*EXCERPT PROVIDED*
┌──

Discovering Novel Rho GEF Inhibitors for Cancer Treatment



Lauren Parker


Research Mentor:

Dr. Adrienne Cox, PhD


Clinical Co-Mentor;

Dr. JenJen Yeh, MD

Project Description

Rho family GTPases act as signaling nodes within the cell to regulate cytoskeletal changes, adhesion, cell cycle, apoptosis, and polarity. GTPases are activated by guanine nucleotide exchange factors (GEFs). Rho GTPases and their GEFs are overexpressed in a multitude of cancers, and work by our lab and others have shown Rho GTPases and their GEFs to be necessary and sufficient for cellular transformation, tumorigenesis, invasion, and metastasis. This makes Rho GEFs promising targets for anticancer drugs.

└──

*ASSIGNMENT 1*
Reproduce the part of the Rho GEF project description above, starting at "Dr. Adrienne Cox, PhD" and ending at "for anticancer drugs.".
*ASSIGNMENT 2*
According to the Rho GEF project description above, what activates GTPases?
*ASSIGNMENT 3*
Continue the Rho GEF project description above from its final sentence.

*ENTRIES SUPPLIED*
┌──

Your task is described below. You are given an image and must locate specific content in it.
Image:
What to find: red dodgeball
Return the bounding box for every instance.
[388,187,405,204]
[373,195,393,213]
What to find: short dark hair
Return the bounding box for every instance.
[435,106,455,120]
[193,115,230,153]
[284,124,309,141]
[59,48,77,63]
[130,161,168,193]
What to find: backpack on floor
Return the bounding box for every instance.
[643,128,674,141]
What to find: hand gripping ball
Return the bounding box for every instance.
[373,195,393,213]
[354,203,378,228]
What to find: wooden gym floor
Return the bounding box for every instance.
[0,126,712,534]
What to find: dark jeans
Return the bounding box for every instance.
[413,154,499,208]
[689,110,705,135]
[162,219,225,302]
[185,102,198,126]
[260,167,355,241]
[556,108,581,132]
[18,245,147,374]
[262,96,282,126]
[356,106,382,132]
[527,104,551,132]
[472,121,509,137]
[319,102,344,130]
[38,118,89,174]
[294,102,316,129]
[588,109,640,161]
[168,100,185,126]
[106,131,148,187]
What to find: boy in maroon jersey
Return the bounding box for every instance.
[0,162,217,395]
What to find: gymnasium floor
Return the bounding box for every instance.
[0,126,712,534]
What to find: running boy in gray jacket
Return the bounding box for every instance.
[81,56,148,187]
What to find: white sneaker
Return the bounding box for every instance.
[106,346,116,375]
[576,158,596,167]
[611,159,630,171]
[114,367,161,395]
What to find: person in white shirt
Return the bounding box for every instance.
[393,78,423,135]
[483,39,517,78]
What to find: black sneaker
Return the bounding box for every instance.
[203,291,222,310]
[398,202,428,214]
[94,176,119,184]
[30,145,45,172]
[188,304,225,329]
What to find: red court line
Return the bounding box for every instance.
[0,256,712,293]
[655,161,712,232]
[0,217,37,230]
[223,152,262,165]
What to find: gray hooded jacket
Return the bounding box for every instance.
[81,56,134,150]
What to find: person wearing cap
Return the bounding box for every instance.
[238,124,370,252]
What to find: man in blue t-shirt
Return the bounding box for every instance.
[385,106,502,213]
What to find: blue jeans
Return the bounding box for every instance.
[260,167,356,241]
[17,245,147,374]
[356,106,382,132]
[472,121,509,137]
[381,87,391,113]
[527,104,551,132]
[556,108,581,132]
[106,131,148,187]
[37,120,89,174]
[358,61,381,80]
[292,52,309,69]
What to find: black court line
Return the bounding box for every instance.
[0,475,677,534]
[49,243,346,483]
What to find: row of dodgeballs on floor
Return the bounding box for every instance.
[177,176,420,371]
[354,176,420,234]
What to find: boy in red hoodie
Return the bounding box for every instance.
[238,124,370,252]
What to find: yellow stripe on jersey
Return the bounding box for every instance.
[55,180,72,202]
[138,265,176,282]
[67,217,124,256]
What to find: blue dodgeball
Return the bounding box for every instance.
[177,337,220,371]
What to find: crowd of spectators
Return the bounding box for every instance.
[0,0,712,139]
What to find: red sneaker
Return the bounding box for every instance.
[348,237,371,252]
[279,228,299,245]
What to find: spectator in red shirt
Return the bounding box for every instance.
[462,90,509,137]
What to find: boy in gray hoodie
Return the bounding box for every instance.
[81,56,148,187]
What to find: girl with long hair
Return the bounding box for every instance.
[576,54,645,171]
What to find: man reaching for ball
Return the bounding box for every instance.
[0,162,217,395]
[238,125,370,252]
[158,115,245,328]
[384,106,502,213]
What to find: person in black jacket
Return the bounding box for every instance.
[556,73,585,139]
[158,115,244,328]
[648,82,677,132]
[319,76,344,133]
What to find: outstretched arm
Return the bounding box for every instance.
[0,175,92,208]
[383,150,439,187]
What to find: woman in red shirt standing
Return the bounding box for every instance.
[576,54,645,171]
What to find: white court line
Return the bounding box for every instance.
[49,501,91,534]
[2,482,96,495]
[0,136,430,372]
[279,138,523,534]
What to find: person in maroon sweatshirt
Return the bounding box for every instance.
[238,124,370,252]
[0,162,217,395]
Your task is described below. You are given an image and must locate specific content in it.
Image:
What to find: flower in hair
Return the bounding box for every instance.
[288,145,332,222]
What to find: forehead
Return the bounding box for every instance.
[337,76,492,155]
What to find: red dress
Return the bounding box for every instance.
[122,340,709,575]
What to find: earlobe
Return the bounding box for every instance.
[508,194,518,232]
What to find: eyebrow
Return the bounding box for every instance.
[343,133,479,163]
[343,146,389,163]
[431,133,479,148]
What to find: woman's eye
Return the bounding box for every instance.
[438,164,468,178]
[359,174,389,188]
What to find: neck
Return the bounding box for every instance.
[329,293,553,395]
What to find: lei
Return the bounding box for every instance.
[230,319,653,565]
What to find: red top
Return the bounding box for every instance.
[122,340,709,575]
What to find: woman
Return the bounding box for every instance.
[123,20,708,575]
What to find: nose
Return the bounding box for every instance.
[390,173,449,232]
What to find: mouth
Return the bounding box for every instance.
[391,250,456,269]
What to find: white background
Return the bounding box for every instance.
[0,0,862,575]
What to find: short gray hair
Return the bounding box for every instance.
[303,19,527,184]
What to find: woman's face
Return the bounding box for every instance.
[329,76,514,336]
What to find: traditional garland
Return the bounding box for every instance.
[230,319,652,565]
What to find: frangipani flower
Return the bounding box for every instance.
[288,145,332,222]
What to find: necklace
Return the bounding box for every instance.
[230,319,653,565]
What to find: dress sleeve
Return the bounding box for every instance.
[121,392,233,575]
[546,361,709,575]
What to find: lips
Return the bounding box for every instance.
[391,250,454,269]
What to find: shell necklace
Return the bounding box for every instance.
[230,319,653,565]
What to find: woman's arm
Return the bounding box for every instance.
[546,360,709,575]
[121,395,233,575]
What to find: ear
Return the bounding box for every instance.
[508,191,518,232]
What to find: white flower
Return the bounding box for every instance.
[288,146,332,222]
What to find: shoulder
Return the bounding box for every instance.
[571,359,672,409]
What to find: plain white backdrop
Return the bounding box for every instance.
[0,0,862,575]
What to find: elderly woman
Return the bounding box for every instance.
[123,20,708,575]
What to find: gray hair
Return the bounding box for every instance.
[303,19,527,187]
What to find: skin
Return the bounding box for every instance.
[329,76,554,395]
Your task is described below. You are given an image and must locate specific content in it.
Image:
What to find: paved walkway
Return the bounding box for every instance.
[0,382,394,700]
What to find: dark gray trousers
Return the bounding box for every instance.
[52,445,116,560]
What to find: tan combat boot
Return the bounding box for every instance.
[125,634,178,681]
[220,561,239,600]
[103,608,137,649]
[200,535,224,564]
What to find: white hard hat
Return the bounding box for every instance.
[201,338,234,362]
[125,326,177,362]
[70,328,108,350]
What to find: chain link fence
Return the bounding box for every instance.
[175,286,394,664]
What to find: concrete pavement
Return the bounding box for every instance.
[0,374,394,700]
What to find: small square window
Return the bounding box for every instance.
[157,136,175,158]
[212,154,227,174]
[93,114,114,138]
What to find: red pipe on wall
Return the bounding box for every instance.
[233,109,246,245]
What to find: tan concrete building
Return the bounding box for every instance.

└──

*WRITTEN REPLY 1*
Dr. Adrienne Cox, PhD


Clinical Co-Mentor;

Dr. JenJen Yeh, MD

Project Description

Rho family GTPases act as signaling nodes within the cell to regulate cytoskeletal changes, adhesion, cell cycle, apoptosis, and polarity. GTPases are activated by guanine nucleotide exchange factors (GEFs). Rho GTPases and their GEFs are overexpressed in a multitude of cancers, and work by our lab and others have shown Rho GTPases and their GEFs to be necessary and sufficient for cellular transformation, tumorigenesis, invasion, and metastasis. This makes Rho GEFs promising targets for anticancer drugs.

*WRITTEN REPLY 2*
Guanine nucleotide exchange factors (GEFs) activate GTPases.

*WRITTEN REPLY 3*
We are currently working to identify inhibitors of Rho GEFs, determine the specificity of these inhibitors for different classes of Rho GTPases, and test the ability of these compounds to inhibit cellular transformation, migration, and invasion. In the future we plan to test the effects of these compounds on patient derived xenografts. We will also examine the mechanism of action of the compounds in greater detail. In this way we hope to identify compounds that can be used clinically in treatment of a variety of cancers.